* **GIVEN RECORDS**:
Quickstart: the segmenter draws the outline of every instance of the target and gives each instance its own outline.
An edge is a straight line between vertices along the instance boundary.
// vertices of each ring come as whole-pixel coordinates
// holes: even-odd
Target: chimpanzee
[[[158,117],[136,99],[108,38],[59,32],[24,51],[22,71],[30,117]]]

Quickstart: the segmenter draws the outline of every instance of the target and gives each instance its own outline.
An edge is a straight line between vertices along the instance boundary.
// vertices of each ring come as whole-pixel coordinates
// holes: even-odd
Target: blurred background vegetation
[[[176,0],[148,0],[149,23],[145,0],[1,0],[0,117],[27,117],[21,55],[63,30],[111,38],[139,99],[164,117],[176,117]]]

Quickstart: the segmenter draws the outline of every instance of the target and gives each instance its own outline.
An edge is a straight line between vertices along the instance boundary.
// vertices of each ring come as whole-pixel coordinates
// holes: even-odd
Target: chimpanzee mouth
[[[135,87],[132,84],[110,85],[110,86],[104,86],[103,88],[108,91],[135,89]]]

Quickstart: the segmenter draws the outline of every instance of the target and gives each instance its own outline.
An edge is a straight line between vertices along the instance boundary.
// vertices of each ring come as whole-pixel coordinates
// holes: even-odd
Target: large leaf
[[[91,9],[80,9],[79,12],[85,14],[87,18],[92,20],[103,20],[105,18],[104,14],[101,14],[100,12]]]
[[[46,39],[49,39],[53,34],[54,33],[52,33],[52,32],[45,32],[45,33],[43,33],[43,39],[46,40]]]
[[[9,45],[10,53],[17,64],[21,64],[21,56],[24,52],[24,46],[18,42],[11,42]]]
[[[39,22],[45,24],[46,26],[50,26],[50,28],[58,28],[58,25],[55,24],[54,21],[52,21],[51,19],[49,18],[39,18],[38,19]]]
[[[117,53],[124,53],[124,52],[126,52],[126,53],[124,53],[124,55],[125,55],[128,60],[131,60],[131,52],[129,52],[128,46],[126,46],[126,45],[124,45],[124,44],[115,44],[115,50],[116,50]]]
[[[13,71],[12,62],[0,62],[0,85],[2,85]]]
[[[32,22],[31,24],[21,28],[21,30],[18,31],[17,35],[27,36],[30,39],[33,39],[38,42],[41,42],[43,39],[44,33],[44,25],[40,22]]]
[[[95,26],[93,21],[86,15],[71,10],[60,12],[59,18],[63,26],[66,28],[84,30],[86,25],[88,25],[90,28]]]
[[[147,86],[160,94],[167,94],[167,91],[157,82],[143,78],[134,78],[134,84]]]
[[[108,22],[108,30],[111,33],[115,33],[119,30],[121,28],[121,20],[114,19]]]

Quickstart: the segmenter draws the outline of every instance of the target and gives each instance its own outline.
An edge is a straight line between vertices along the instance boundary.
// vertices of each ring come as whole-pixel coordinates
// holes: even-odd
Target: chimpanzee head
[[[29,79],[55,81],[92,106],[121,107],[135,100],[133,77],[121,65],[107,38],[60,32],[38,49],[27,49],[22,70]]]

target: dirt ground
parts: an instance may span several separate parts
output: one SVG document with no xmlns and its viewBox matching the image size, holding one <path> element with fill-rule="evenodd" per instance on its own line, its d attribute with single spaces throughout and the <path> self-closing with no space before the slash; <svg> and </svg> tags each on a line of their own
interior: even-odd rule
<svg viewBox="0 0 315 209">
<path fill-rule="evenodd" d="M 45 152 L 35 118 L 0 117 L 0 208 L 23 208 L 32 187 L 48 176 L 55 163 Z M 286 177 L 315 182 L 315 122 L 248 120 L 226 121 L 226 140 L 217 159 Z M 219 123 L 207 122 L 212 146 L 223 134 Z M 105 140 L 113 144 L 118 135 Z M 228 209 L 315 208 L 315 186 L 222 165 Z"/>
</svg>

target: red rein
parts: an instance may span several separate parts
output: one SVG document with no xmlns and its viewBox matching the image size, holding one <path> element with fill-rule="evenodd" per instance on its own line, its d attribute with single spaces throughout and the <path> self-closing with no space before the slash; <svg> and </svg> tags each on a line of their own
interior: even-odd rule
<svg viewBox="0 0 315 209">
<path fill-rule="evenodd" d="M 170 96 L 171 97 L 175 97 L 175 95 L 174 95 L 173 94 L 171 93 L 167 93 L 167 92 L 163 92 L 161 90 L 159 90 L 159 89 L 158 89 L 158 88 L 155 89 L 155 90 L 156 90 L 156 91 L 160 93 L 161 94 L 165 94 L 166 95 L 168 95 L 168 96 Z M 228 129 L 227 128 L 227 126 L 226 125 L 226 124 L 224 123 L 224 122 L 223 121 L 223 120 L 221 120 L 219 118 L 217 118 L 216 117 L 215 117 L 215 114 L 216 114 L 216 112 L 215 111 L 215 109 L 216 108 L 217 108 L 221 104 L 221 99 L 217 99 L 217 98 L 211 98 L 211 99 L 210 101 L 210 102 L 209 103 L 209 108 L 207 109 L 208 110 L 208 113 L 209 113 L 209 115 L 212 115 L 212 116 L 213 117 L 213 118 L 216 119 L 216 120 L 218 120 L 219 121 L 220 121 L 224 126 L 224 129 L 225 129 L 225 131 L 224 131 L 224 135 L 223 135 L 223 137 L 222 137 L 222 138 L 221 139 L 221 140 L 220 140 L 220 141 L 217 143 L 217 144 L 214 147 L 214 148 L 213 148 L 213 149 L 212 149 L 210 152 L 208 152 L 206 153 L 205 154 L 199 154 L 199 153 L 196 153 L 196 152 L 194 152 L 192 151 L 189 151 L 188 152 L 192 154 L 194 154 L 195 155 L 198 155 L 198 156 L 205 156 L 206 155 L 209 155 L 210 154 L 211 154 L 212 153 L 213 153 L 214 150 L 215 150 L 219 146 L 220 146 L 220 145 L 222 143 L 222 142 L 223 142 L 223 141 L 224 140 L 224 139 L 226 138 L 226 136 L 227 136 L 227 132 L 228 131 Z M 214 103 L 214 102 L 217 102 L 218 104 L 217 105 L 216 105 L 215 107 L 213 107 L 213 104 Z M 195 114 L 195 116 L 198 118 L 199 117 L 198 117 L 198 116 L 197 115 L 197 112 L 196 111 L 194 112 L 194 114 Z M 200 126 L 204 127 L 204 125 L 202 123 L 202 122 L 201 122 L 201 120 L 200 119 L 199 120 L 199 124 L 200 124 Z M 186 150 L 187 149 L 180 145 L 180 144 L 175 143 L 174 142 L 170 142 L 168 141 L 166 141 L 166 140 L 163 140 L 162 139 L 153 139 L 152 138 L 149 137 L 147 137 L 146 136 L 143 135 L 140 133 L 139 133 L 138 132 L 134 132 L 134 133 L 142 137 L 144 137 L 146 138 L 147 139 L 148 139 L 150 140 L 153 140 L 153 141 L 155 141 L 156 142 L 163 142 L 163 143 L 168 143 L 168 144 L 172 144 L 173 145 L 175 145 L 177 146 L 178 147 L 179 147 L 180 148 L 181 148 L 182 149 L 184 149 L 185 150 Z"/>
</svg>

* **SET TASK**: Rewrite the stretch from the start of the items through the line containing "[[[158,117],[136,99],[108,38],[59,32],[24,51],[22,71],[30,117]]]", requests included, multiplying every coordinate in the answers by 0.35 and rounding to whole numbers, halves up. Leave the numbers in the requests and their format samples unchanged, and output only these lines.

* **WRITTEN ANSWER**:
Quickstart: the segmenter draws the outline of every instance of the target and gives each instance its own outline.
An edge is a straight line between vertices along the instance boundary.
// vertices of each ring come as whole-pixel coordinates
// holes: even-odd
Target: chimpanzee
[[[55,41],[48,35],[38,13],[21,11],[8,18],[8,25],[11,41]]]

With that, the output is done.